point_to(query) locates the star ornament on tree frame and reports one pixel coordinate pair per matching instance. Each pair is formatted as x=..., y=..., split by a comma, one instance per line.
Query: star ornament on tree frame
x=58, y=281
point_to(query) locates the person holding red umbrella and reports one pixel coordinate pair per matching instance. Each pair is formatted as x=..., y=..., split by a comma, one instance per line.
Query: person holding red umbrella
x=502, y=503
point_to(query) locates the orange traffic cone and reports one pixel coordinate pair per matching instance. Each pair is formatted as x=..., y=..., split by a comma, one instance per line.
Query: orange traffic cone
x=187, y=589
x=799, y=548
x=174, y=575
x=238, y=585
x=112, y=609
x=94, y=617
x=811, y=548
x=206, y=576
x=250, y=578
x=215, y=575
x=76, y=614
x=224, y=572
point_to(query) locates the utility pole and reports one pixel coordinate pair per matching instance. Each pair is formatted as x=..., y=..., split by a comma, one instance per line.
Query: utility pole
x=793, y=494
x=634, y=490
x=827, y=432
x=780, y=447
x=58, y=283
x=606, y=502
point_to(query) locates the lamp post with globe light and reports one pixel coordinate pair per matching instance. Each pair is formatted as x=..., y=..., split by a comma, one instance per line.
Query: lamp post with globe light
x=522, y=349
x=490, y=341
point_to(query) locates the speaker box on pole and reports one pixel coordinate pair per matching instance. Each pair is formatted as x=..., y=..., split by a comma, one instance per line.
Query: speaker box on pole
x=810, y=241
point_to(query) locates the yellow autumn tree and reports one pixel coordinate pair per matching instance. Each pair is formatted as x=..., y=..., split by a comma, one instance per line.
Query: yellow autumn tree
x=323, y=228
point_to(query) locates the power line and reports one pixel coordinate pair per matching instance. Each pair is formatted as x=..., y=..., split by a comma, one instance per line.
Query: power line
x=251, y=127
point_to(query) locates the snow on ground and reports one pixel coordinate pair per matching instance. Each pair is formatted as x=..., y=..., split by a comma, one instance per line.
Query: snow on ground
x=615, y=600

**EXERCISE OBJECTIVE**
Print, unchanged, the lines from the one containing "point_to(query) locates the yellow" through the one containing "x=323, y=228".

**SOLUTION FOR THIS TASK**
point_to(query) locates the yellow autumn tree and reports one pixel coordinate pair per matching instance. Each pair is formatted as x=..., y=..., split by a comma, one instance per line.
Query: yellow autumn tree
x=323, y=228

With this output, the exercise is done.